Ações a realizar
a. No texto sobre Raíssa Gomes, desde quando ela é chamada de Raio Gomes?
b. Prossiga com o texto sobre Raíssa Gomes, começando logo após a última frase mostrada.

Trecho do documento
--
Mulher negra, nordestina, bissexual e do axé. São vários os elementos que tornam a vida de Raíssa Gomes, 30 anos, ou Raio Gomes, como é chamada desde a adolescência, em uma existência de resistência. Mas ela não permite que as dificuldades definam sua trajetória. “É importante mostrar a nossa capacidade de se colocar em lugares para além da dor. O sofrimento está dado, não vou fingir que não ocorre, mas não vou deixar que isso determine o meu lugar no mundo, o que eu sou, o que vou fazer e qual é a minha atuação”, afirma.
--
Registros de dados
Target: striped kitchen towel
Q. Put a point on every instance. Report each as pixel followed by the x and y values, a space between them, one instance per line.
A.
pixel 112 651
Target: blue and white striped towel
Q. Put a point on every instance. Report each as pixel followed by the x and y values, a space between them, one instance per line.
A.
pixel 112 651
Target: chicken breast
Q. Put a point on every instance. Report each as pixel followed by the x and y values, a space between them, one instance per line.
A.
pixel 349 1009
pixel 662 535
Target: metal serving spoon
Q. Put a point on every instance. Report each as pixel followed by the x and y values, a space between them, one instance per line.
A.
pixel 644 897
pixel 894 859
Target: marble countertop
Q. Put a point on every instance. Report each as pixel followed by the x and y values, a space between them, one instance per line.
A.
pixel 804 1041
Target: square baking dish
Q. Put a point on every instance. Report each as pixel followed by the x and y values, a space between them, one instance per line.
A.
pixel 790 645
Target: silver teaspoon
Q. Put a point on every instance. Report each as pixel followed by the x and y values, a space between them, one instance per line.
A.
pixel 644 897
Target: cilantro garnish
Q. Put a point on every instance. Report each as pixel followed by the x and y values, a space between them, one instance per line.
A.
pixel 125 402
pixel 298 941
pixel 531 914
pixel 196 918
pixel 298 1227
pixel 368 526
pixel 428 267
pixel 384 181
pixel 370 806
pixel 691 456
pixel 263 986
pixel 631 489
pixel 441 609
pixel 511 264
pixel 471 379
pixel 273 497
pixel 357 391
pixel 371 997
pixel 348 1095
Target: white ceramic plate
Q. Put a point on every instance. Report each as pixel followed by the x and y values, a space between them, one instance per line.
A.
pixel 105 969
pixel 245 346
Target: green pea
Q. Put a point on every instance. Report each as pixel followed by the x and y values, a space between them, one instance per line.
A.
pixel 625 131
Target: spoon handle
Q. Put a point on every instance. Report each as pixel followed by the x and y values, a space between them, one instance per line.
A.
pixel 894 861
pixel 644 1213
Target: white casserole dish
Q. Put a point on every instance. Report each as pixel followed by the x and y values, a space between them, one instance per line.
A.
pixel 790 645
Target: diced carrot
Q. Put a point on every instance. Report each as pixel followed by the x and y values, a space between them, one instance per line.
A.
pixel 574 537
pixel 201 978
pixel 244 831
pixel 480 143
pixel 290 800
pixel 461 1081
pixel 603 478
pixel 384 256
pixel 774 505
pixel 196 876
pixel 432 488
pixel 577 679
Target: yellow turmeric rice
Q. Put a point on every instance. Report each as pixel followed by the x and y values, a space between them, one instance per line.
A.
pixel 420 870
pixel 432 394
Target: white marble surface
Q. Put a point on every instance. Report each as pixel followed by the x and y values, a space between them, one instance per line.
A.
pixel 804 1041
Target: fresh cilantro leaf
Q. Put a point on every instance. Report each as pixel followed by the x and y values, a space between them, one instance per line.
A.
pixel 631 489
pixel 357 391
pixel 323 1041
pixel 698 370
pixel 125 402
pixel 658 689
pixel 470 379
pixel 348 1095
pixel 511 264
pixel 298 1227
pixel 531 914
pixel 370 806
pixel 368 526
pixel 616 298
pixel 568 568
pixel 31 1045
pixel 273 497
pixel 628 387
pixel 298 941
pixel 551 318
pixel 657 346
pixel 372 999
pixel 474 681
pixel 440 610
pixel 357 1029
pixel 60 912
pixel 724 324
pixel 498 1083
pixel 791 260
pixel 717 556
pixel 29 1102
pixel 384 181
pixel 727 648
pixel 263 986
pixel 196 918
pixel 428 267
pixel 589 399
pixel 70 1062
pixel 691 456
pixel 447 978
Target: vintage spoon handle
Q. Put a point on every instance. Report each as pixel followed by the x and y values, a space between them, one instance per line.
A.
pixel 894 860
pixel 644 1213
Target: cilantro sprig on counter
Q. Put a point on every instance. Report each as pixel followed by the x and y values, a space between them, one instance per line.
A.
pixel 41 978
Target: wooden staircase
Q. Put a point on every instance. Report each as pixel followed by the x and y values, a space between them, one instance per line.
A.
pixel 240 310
--
Problemas resolvidos
a. Desde a adolescência.

b.
A jornalista tem uma importante atuação na produção de conteúdo com referências negras. Desde março, ela desenvolve o projeto Para, Raio, cujo objetivo é apresentar ao público diversos especialistas negros nos mais variados assuntos. “A gente que é jornalista, muitas vezes, busca fontes e se depara sempre com especialistas brancos. Dizem que é difícil achar, e o programa vem para mostrar que temos fontes negras para falar sobre tudo”, explica. O projeto fez, até o momento, 43 entrevistas abordando diferentes temas. Entre as convidadas, Raíssa Gomes recebeu Anielle Franco, irmã de Marielle Franco, em um debate sobre mulheres negras na política; e Jaqueline Góes, que sequenciou o genoma do novo coronavírus no Brasil.
O programa recebeu o I Prêmio Neusa Maria de Jornalismo, iniciativa de repórteres negros com apoio da agência Alma Preta visando o reconhecimento de produções jornalísticas de pessoas negras, trans e indígenas. A premiação homenageia a jornalista Neusa Maria Pereira, uma das fundadoras do Movimento Negro Unificado (MNU). A série de entrevistas está disponível no perfil @raiogomes, no Instagram; e no canal Raio Gomes, no YouTube.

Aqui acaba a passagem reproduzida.